**Exercise objective:** The article below covers silicon smart dust developed at UCSD. List every use for minute robots that, according to the article, the researchers hope this work could lead to.

**Passage:**
I wrote recently about spray-on nanocomputers. Now, according to the Associated Press, a team of chemists at the University of California, San Diego (UCSD) has developed minuscule grains of silicon able to self-assembly and to sense their environment, paving the way for future nanorobots.
The particles can identify and surround drops of oil or other pollutants in water, according to the researchers at the University of California, San Diego.
And they hope the research could be a first step to developing minute robots for use in medicine, pollution monitoring and even bioterrorism surveillance.
"This is a key development in what we hope will one day make possible the development of robots the size of a grain of sand," Michael Sailor, leader of the research team, said in a statement.
This UCSD news release tells us more.
To create the smart dust, the researchers use chemicals to etch one side of a silicon chip, similar to the chips used in computers, generating a colored mirrored surface with tiny pores. They make this porous surface water repellent, or hydrophobic, by allowing a chemical that is hydrophobic to bind to it. They then etch the other side of the chip to create a porous reflective surface of a different color and expose the surface to air so that it becomes hydrophilic, or attractive to water.
Here is a small image of smart dust particles surrounding a drop of hydrophobic liquid in water (Credit: Jamie Link, UCSD).
[Note: A much larger image (2048 x 1536 pixels) is available from this UCSD location.]
Jamie Link, a graduate student [and member of the research team] says the dual-sided particles have the additional benefit of being able to collect at a target and then self-assemble into a larger, more visible reflector that can be seen from a distance.
It seems we're getting closer everyday from these "robots the size of a grain of sand."

**Dataset excerpts:**

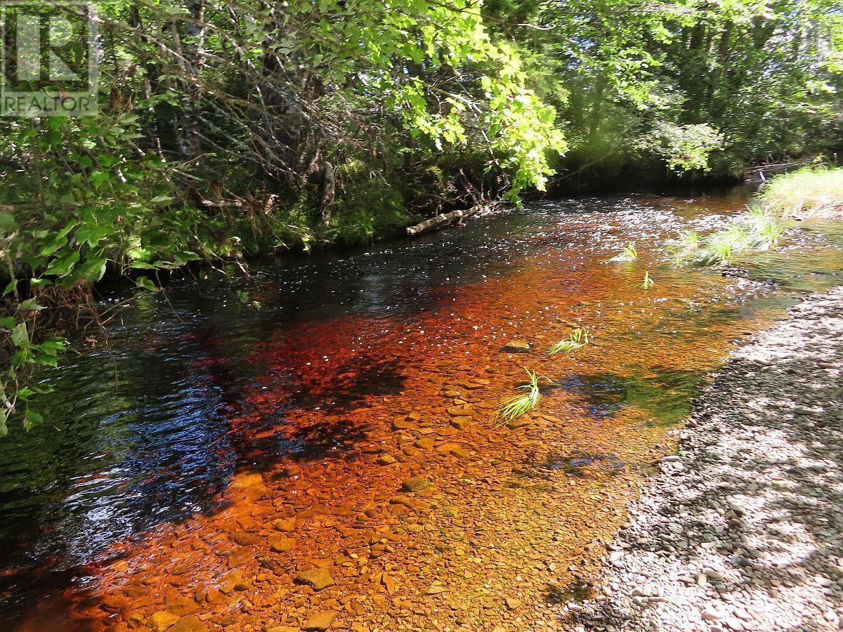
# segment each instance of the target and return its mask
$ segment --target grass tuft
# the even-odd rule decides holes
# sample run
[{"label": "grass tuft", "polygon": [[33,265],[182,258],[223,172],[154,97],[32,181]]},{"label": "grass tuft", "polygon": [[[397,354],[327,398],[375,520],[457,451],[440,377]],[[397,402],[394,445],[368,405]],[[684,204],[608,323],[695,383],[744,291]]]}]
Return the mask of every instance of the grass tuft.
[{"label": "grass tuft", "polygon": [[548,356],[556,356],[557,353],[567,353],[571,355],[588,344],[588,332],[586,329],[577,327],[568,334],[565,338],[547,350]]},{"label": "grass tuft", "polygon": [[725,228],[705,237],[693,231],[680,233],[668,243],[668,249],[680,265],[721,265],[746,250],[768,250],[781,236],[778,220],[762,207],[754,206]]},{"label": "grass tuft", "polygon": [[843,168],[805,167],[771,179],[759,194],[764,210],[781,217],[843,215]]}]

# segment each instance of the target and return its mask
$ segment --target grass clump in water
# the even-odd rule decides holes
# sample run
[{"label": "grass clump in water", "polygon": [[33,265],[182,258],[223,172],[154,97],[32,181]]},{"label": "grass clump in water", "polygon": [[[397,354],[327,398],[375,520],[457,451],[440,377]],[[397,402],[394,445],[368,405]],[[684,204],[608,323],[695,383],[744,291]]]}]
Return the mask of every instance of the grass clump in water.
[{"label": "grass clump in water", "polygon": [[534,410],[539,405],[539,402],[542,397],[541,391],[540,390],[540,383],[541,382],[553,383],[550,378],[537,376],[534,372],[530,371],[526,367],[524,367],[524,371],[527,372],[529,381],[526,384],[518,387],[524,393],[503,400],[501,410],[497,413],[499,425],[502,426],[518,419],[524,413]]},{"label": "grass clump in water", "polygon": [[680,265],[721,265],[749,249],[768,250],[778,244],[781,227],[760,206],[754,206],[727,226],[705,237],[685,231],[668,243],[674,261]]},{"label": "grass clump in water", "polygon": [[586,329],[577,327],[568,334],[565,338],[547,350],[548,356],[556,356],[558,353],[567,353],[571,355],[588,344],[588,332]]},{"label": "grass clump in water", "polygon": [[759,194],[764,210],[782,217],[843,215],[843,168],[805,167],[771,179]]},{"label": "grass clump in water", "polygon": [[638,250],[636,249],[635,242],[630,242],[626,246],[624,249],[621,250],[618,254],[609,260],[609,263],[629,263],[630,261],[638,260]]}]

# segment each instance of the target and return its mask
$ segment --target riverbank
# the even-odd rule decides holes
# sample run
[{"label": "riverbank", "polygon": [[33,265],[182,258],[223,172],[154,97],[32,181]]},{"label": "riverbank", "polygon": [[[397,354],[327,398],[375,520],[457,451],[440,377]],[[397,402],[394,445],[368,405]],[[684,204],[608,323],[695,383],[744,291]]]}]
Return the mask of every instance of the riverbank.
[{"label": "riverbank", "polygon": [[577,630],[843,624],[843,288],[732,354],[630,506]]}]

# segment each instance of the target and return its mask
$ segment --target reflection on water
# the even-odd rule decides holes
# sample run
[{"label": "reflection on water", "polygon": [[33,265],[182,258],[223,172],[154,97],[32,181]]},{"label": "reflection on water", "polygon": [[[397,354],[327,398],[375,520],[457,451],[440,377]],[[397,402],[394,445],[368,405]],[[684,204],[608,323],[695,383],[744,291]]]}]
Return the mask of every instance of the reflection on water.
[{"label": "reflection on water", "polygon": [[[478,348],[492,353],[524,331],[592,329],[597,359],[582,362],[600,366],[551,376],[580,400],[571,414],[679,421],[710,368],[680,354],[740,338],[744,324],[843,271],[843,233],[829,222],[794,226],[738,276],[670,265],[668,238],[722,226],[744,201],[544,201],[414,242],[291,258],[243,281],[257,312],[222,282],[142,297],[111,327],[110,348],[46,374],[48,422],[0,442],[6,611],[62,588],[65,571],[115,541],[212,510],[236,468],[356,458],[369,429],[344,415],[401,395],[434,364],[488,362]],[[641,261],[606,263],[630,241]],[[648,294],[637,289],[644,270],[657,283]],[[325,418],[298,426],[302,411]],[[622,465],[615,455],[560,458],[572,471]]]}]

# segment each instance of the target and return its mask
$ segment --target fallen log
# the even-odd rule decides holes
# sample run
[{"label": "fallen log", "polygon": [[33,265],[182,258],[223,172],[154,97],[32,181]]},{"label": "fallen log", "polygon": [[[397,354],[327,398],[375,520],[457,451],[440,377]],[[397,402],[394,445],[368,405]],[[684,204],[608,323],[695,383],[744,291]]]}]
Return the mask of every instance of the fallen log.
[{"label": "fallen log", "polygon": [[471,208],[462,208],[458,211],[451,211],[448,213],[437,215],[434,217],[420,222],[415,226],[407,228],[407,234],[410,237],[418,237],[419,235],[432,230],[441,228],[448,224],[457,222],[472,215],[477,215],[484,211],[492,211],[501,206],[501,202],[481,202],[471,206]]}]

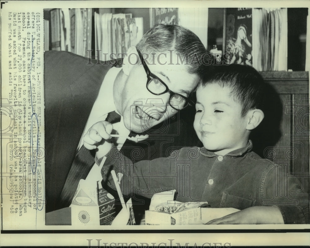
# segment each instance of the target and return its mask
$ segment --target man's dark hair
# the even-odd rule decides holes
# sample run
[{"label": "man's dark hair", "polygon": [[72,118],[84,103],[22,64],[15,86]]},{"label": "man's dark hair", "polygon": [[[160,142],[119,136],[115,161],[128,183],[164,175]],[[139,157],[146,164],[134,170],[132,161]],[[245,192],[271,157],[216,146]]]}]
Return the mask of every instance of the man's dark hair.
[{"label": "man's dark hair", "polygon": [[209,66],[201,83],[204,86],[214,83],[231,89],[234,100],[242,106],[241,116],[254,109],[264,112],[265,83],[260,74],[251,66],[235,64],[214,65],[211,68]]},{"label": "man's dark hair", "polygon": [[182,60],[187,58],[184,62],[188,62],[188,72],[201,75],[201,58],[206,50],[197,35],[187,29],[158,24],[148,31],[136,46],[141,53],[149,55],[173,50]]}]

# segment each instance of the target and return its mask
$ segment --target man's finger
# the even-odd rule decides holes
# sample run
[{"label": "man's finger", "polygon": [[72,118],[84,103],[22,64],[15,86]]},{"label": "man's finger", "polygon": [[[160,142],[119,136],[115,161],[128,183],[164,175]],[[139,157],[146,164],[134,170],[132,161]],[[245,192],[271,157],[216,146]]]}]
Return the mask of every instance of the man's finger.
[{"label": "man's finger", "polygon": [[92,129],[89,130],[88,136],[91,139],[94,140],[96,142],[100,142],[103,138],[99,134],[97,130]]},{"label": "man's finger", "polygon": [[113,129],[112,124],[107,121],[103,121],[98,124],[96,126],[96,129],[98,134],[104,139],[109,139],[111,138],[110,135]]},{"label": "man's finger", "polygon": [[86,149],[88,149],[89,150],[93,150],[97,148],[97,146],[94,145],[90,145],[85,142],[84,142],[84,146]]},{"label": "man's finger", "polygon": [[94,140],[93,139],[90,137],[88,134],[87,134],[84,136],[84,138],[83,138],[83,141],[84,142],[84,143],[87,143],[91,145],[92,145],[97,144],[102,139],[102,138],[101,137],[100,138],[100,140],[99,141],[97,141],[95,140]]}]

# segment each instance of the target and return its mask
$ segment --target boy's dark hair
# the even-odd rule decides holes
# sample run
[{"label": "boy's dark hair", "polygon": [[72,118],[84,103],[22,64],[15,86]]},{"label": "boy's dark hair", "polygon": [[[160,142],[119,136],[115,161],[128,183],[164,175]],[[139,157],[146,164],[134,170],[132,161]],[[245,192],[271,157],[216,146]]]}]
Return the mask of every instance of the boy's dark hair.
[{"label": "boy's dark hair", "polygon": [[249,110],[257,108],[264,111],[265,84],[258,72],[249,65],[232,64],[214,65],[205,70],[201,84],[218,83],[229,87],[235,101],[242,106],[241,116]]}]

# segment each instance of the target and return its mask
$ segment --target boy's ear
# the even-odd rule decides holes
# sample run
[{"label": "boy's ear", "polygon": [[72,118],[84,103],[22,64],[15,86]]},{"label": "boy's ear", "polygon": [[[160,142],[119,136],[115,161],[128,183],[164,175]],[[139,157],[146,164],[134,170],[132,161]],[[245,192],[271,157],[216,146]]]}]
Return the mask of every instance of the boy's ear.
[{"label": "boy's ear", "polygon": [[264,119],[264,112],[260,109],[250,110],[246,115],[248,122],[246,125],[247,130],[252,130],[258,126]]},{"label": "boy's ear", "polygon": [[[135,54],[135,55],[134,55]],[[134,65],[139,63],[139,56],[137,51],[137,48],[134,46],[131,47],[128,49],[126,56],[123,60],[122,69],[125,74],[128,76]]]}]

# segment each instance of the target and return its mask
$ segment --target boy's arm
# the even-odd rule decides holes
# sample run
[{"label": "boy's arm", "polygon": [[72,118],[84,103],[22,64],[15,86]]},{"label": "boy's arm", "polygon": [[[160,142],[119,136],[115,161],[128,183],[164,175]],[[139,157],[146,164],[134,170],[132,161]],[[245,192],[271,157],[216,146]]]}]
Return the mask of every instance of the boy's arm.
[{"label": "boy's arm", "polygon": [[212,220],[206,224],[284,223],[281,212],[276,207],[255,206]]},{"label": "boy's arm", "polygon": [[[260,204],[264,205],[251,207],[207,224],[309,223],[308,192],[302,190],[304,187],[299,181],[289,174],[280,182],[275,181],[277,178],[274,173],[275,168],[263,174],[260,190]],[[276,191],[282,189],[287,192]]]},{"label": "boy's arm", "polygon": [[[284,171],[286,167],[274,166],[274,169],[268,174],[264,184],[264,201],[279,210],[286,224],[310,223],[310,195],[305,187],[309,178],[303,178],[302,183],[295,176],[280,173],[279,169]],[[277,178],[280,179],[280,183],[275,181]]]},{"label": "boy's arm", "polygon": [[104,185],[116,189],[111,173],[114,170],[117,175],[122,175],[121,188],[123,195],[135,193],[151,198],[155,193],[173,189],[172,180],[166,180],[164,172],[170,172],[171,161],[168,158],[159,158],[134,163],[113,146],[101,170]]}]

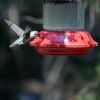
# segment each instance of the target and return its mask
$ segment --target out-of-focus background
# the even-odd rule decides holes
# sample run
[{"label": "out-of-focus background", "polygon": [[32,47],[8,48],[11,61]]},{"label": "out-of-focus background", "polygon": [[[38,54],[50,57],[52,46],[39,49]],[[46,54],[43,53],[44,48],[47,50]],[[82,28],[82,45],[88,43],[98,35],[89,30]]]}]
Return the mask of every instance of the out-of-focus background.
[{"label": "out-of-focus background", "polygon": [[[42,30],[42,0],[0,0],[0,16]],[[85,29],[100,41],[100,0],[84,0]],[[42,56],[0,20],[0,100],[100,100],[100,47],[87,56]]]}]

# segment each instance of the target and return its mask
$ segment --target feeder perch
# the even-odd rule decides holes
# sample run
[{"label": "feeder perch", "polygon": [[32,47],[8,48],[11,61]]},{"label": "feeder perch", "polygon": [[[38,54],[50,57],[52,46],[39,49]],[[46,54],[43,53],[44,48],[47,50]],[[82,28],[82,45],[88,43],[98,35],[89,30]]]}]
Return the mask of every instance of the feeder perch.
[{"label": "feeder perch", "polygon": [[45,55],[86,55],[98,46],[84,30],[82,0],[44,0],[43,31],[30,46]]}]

**Answer section:**
- Medicine
- Pollution monitoring
- Bioterrorism surveillance